• What needs to be done: Give back every record below in full and exactly, but without a single image.

• Records supplied:

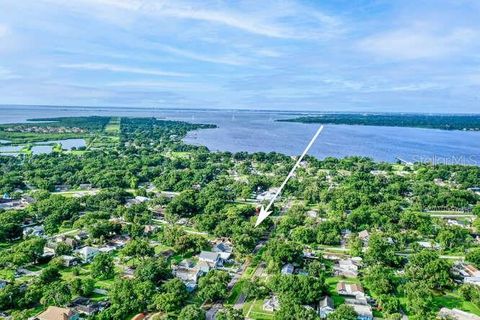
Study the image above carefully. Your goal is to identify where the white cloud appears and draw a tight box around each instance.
[44,0,342,39]
[0,67,20,80]
[358,27,477,60]
[157,45,248,66]
[60,63,189,77]
[0,24,8,37]
[106,80,217,91]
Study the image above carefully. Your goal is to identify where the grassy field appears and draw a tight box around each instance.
[433,292,480,316]
[243,299,275,320]
[325,276,361,306]
[104,117,121,135]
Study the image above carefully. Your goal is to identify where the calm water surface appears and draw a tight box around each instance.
[1,105,479,164]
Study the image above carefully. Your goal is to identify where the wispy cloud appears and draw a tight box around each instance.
[1,0,480,112]
[358,26,478,60]
[45,0,343,40]
[60,63,189,77]
[0,67,20,80]
[157,45,248,66]
[106,80,217,91]
[0,24,7,37]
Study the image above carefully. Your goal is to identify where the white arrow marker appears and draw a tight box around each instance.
[255,125,324,227]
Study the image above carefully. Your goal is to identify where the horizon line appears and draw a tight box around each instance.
[0,103,479,116]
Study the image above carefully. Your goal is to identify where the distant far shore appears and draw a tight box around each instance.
[278,113,480,131]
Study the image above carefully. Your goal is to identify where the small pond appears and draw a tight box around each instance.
[0,139,86,156]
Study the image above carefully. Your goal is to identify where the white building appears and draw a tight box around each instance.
[263,296,280,312]
[334,258,361,277]
[75,246,99,263]
[317,296,334,318]
[281,263,295,275]
[212,241,233,260]
[337,282,364,297]
[199,251,222,268]
[256,188,280,202]
[438,307,480,320]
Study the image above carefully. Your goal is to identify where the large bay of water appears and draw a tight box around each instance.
[1,105,479,165]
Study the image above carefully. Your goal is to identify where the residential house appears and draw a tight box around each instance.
[468,187,480,196]
[75,246,99,263]
[303,250,318,259]
[42,246,55,259]
[74,231,88,242]
[21,195,36,204]
[317,296,334,318]
[172,266,202,292]
[417,241,441,250]
[60,255,80,267]
[347,304,373,320]
[69,297,110,316]
[0,279,10,289]
[131,313,146,320]
[256,188,280,202]
[453,263,480,286]
[198,251,222,268]
[447,219,470,228]
[34,306,79,320]
[109,235,130,249]
[172,259,203,292]
[23,225,45,238]
[307,210,318,218]
[438,307,480,320]
[454,263,480,278]
[358,230,370,244]
[54,185,71,192]
[196,261,211,273]
[126,196,150,207]
[334,258,361,277]
[281,263,295,275]
[143,225,158,235]
[263,296,280,312]
[212,240,233,260]
[337,282,365,297]
[55,236,79,249]
[98,245,116,253]
[344,296,373,320]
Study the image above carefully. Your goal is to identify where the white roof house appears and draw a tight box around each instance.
[417,241,440,249]
[337,282,364,297]
[347,303,373,320]
[439,307,480,320]
[358,230,370,242]
[173,266,202,283]
[263,296,280,312]
[212,241,233,260]
[334,259,360,277]
[317,296,334,318]
[23,225,45,238]
[75,246,99,263]
[199,251,221,267]
[256,188,280,202]
[281,263,295,275]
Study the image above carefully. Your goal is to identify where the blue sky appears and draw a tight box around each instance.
[0,0,479,112]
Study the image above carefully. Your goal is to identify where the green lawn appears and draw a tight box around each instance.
[433,292,480,316]
[243,299,274,320]
[325,276,360,307]
[104,117,121,135]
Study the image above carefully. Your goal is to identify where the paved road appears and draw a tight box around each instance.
[396,252,464,260]
[234,294,247,310]
[206,303,222,320]
[429,214,474,218]
[47,228,79,240]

• Response to the exercise:
Study the image above carefully. Your goal is to identify where the white cloud appears and draw a tight box around each instance.
[44,0,342,39]
[0,67,20,80]
[358,27,477,60]
[157,45,248,66]
[60,63,189,77]
[0,24,8,37]
[106,80,217,91]
Study the image above carefully. Your goal is to identify where the grassy field appears and draw a tight box around each instance.
[433,292,480,316]
[243,299,275,320]
[325,276,361,306]
[104,117,121,135]
Study the image above carefully. Your goal is to identify where the calm water surface appears and draw a tight box around each instance.
[1,105,479,164]
Study the image above carefully. Your goal is to identify where the wispy cloud appears and draw a tight box around each instance.
[1,0,480,112]
[358,26,478,60]
[45,0,343,40]
[60,63,189,77]
[0,67,20,80]
[157,45,248,66]
[106,80,217,91]
[0,24,7,37]
Study the image above carefully. Your goal is to identify where the white arrow marker appears and draw a tight box around each instance.
[255,125,324,227]
Study the image above carefully. Your goal is to identify where the horizon line appears and draw a tight box around each instance.
[0,103,479,116]
Study the image above carefully. Your goal is to identify where the distant far shore appears and draw a tight box around each instance.
[278,113,480,131]
Study the image above carefully. Your goal is to identify where the small pond appears and draw a tight box around each instance.
[0,139,86,156]
Study the image above carefully. Your goal is to identify where the white building appears and draw a tight box around each instance.
[263,296,280,312]
[334,258,361,277]
[75,246,99,263]
[317,296,334,318]
[281,263,295,275]
[212,241,233,260]
[337,282,364,297]
[199,251,222,268]
[256,188,280,202]
[438,307,480,320]
Study the image above carefully. Your goal is to identify where the large bay of water appears and draw a tight box around each instance.
[1,105,479,165]
Study the image above carefully. Your goal is to identify where the residential house appears and draw a tight box around each instance.
[468,187,480,196]
[75,246,99,263]
[303,250,318,259]
[42,246,55,259]
[74,231,88,242]
[21,195,36,204]
[317,296,334,318]
[172,266,202,292]
[417,241,441,250]
[60,255,80,267]
[347,304,373,320]
[69,297,110,316]
[0,279,10,289]
[131,313,146,320]
[256,188,280,202]
[453,263,480,286]
[198,251,222,268]
[447,219,470,228]
[34,306,79,320]
[109,235,130,249]
[172,259,203,292]
[23,225,45,238]
[307,210,318,218]
[438,307,480,320]
[454,263,480,278]
[358,230,370,244]
[54,185,71,192]
[196,261,211,273]
[126,196,150,207]
[334,258,361,277]
[281,263,295,275]
[143,225,158,235]
[263,296,280,312]
[212,240,233,260]
[337,282,365,297]
[55,236,79,249]
[98,245,116,253]
[344,296,373,320]
Study the image above carefully. Your goal is to identify where the white roof house appears and draw a tight box around each instance.
[417,241,440,249]
[337,282,364,297]
[347,303,373,320]
[439,307,480,320]
[358,230,370,242]
[173,266,202,283]
[263,296,280,312]
[212,241,233,260]
[334,259,360,277]
[317,296,334,318]
[23,225,45,238]
[75,246,99,263]
[199,251,221,267]
[256,188,280,202]
[281,263,295,275]
Study the image above carefully. Your goal is to identify where the blue sky appears and draw a tight box around each instance.
[0,0,479,112]
Study the image above carefully. Your goal is to identify where the green lawn appears and draw a tight box around each instance.
[433,292,480,316]
[243,299,274,320]
[325,276,360,307]
[104,117,121,135]
Study the image above carefully. Your goal is to identify where the paved road appears and draw a tight box around each instance.
[396,252,464,260]
[234,294,247,310]
[206,303,222,320]
[429,214,474,218]
[47,228,79,240]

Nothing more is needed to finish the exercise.